Data extracts>
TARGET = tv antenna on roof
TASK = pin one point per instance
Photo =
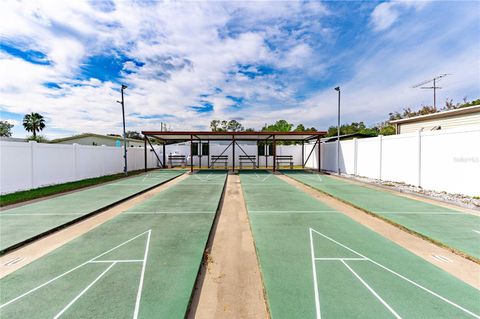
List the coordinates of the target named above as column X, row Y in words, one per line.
column 434, row 87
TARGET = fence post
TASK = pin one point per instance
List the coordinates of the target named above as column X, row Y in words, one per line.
column 419, row 143
column 104, row 158
column 32, row 163
column 355, row 155
column 380, row 141
column 75, row 168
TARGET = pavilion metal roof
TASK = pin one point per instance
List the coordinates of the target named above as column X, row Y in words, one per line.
column 169, row 136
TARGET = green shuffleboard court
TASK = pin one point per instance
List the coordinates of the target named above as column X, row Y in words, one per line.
column 318, row 263
column 21, row 224
column 141, row 264
column 452, row 228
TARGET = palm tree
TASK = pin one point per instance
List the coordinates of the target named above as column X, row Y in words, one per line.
column 34, row 123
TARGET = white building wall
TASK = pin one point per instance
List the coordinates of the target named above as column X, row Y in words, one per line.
column 458, row 121
column 30, row 165
column 438, row 160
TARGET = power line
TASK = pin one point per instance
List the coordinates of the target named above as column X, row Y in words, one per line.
column 434, row 87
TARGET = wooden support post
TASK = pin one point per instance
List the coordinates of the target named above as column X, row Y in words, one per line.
column 319, row 154
column 191, row 152
column 303, row 154
column 274, row 154
column 145, row 151
column 233, row 154
column 164, row 157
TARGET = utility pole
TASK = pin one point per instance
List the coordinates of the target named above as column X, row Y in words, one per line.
column 338, row 132
column 434, row 87
column 125, row 170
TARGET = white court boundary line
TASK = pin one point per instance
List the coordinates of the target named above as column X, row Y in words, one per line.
column 381, row 266
column 207, row 179
column 422, row 213
column 41, row 214
column 316, row 178
column 315, row 283
column 292, row 211
column 94, row 260
column 83, row 291
column 171, row 212
column 372, row 291
column 140, row 285
column 261, row 178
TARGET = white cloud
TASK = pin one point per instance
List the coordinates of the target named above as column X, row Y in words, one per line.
column 193, row 51
column 387, row 13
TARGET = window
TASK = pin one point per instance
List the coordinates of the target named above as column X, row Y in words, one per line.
column 194, row 149
column 270, row 149
column 205, row 149
column 261, row 149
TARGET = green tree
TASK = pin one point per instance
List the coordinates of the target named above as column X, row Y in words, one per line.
column 279, row 126
column 34, row 123
column 387, row 130
column 215, row 125
column 5, row 129
column 38, row 139
column 226, row 126
column 300, row 128
column 354, row 127
column 234, row 126
column 134, row 135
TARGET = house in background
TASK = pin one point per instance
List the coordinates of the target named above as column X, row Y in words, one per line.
column 98, row 140
column 466, row 116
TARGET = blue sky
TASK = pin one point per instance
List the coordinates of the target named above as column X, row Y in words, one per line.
column 186, row 63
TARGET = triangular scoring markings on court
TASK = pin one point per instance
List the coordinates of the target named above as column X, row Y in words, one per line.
column 105, row 257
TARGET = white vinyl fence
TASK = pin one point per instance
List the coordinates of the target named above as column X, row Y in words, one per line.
column 446, row 160
column 221, row 149
column 31, row 165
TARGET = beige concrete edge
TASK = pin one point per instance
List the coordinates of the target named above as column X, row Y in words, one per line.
column 231, row 285
column 462, row 268
column 421, row 198
column 21, row 257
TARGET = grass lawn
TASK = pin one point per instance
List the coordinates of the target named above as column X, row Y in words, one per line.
column 22, row 196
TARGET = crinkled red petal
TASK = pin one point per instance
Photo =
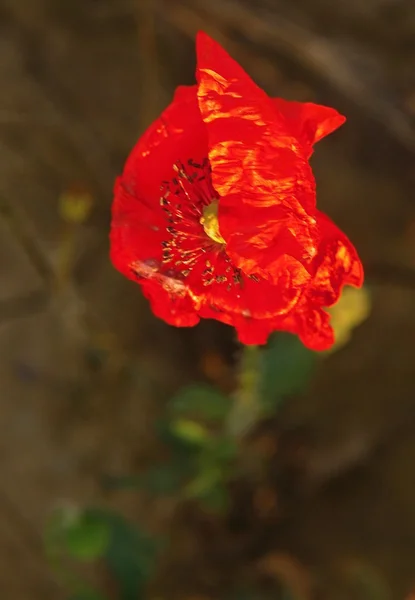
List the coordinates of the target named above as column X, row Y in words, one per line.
column 259, row 168
column 175, row 308
column 309, row 122
column 178, row 134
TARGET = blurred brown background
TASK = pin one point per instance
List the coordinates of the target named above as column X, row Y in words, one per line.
column 83, row 362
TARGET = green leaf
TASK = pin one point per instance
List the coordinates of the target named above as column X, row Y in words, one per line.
column 190, row 432
column 87, row 538
column 130, row 556
column 203, row 483
column 79, row 534
column 201, row 402
column 163, row 479
column 286, row 369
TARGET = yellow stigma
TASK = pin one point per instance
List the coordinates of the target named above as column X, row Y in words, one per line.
column 210, row 222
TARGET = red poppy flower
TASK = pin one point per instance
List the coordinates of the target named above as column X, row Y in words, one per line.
column 215, row 213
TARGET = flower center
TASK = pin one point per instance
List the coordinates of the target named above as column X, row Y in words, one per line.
column 210, row 223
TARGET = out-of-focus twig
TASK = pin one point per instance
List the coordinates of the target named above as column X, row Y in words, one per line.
column 315, row 53
column 147, row 42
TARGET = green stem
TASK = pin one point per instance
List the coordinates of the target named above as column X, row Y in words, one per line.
column 246, row 409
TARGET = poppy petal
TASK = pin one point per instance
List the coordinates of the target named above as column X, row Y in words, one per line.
column 259, row 168
column 176, row 309
column 309, row 122
column 337, row 264
column 178, row 134
column 137, row 232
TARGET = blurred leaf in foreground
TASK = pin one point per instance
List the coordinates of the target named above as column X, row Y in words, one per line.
column 130, row 556
column 190, row 432
column 200, row 402
column 352, row 309
column 163, row 479
column 78, row 534
column 286, row 369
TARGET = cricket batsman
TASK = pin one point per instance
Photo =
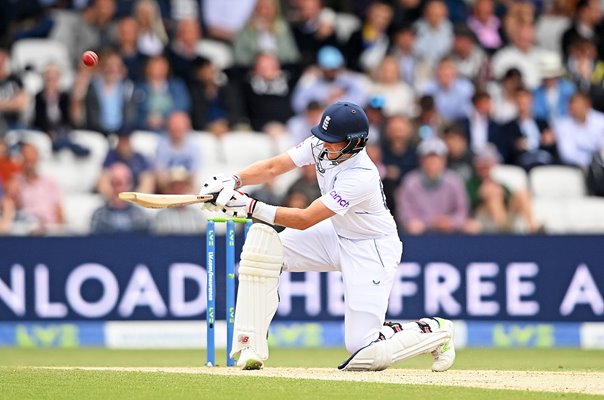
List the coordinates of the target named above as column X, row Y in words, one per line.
column 348, row 229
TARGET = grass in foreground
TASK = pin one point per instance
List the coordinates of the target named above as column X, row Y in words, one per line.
column 45, row 384
column 501, row 359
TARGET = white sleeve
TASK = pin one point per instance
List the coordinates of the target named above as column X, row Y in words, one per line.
column 348, row 191
column 301, row 154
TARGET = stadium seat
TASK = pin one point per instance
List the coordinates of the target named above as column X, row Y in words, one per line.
column 346, row 24
column 513, row 177
column 219, row 53
column 557, row 182
column 145, row 142
column 36, row 138
column 78, row 209
column 552, row 214
column 586, row 215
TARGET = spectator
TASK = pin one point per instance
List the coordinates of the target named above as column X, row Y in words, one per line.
column 13, row 97
column 212, row 98
column 51, row 112
column 159, row 95
column 329, row 83
column 118, row 216
column 38, row 195
column 140, row 168
column 179, row 220
column 480, row 128
column 495, row 207
column 7, row 212
column 580, row 134
column 127, row 48
column 485, row 25
column 452, row 94
column 459, row 155
column 398, row 96
column 588, row 14
column 182, row 51
column 267, row 93
column 472, row 62
column 368, row 46
column 89, row 29
column 266, row 31
column 503, row 95
column 521, row 54
column 299, row 125
column 225, row 18
column 532, row 139
column 8, row 167
column 110, row 98
column 176, row 149
column 587, row 71
column 152, row 36
column 313, row 28
column 434, row 32
column 433, row 199
column 552, row 96
column 306, row 184
column 399, row 156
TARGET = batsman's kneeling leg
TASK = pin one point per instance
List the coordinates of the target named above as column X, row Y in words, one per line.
column 380, row 354
column 257, row 298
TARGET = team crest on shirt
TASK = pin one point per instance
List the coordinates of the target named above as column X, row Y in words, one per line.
column 338, row 198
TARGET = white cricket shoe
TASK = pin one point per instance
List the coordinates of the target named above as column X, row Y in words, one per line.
column 249, row 360
column 444, row 355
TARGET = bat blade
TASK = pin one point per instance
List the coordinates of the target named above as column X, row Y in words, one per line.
column 163, row 200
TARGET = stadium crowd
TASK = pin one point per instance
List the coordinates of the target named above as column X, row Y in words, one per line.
column 453, row 89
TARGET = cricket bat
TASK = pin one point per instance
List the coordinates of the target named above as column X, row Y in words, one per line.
column 164, row 200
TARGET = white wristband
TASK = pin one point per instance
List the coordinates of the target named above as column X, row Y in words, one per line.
column 264, row 212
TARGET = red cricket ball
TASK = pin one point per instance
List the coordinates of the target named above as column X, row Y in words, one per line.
column 90, row 58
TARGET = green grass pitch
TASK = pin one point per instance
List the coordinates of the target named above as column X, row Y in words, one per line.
column 20, row 377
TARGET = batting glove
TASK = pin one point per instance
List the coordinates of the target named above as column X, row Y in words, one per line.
column 225, row 188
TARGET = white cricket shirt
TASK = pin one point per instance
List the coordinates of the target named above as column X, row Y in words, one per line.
column 353, row 190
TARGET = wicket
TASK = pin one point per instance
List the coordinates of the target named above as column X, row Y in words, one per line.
column 230, row 284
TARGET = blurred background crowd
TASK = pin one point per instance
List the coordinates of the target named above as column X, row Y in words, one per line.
column 485, row 115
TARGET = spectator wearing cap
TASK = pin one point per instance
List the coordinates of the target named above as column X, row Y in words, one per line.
column 472, row 62
column 329, row 83
column 299, row 125
column 267, row 94
column 179, row 220
column 116, row 215
column 580, row 134
column 176, row 149
column 399, row 155
column 109, row 100
column 123, row 152
column 398, row 96
column 533, row 142
column 266, row 31
column 434, row 32
column 313, row 28
column 485, row 25
column 432, row 198
column 452, row 93
column 496, row 207
column 480, row 128
column 503, row 95
column 522, row 54
column 368, row 46
column 550, row 99
column 158, row 95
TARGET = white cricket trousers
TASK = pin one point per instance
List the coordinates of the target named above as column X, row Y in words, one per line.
column 368, row 268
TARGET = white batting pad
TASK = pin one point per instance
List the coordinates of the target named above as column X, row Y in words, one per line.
column 257, row 299
column 405, row 344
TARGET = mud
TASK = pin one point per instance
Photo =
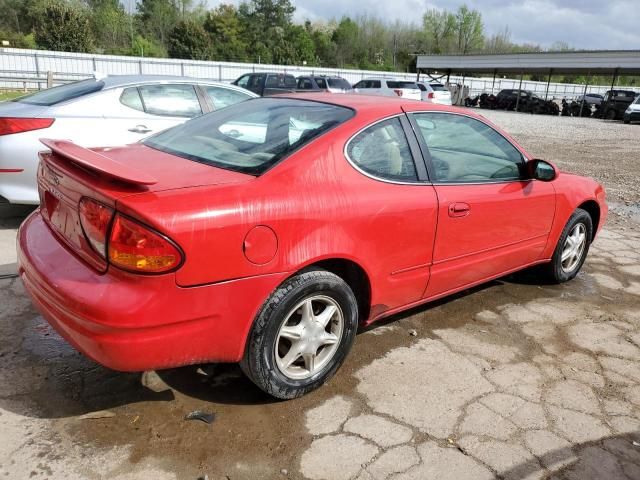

Try it>
If a line in the records above contains the string "flower", copy that line out.

Your response>
TARGET = red poppy flower
TARGET = flower center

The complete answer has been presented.